Stated exercise: Set down word for word the part of the records below that opens with the line containing "pin: small tattoo" and closes with the end of the records, keeping both ends.

Pointing dataset excerpts:
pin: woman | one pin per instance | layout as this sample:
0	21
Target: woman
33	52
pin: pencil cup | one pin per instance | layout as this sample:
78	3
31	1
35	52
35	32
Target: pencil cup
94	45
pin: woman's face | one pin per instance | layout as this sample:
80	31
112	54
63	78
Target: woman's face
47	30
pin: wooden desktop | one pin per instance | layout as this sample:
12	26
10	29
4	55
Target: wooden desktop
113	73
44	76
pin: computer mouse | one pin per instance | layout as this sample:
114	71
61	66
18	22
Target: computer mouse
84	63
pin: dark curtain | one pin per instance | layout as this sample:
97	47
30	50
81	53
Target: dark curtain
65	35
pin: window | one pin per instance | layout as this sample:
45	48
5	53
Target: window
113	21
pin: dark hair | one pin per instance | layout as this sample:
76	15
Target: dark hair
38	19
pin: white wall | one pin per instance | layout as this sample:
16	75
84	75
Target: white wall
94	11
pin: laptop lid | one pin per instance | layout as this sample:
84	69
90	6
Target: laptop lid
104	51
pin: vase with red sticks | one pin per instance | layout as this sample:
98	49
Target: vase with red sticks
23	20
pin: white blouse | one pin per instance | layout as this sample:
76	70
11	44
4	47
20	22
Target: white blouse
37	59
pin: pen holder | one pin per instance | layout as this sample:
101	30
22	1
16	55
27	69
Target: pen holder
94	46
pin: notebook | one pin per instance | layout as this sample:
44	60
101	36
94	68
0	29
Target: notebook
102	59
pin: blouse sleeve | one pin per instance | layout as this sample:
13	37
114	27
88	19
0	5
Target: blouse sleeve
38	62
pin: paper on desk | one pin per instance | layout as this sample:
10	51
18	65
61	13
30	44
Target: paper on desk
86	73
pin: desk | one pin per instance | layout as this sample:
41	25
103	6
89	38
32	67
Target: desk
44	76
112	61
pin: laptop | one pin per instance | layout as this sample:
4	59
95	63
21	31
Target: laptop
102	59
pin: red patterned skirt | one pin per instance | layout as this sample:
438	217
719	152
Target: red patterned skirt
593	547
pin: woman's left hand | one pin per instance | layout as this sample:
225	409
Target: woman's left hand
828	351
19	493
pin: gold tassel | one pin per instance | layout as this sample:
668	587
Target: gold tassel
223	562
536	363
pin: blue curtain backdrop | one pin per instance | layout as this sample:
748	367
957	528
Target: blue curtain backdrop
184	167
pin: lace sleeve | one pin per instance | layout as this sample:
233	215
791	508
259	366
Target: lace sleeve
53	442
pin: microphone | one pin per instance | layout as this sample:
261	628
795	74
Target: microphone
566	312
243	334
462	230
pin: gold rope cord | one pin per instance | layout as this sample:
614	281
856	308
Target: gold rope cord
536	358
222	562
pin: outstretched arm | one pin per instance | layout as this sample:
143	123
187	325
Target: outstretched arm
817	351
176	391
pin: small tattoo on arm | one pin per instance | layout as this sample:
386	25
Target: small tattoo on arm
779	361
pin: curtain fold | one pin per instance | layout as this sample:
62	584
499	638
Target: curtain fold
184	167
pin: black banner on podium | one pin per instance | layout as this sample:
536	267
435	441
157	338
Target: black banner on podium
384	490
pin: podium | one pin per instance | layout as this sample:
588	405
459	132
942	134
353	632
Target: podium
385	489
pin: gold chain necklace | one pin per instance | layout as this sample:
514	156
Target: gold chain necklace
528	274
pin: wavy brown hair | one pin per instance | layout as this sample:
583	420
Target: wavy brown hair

Written answer:
pin: small tattoo on arm | one pin per instance | layout as this sample:
386	25
Target: small tattoo on arm
779	361
pin: curtain fold | one pin per instance | layout as this sample:
62	584
499	638
Target: curtain fold
184	167
pin: black banner on podium | one pin per instance | layout as this sample:
536	267
435	441
157	338
Target: black banner on podium
384	490
pin: podium | one pin per instance | layout as this sample:
588	405
459	132
942	134
353	632
Target: podium
385	489
pin: gold chain necklace | one pin per instance | layout as this sample:
514	156
Target: gold chain necklace
528	274
pin: wavy brown hair | one pin per instance | layout as this sample:
583	420
Target: wavy brown hair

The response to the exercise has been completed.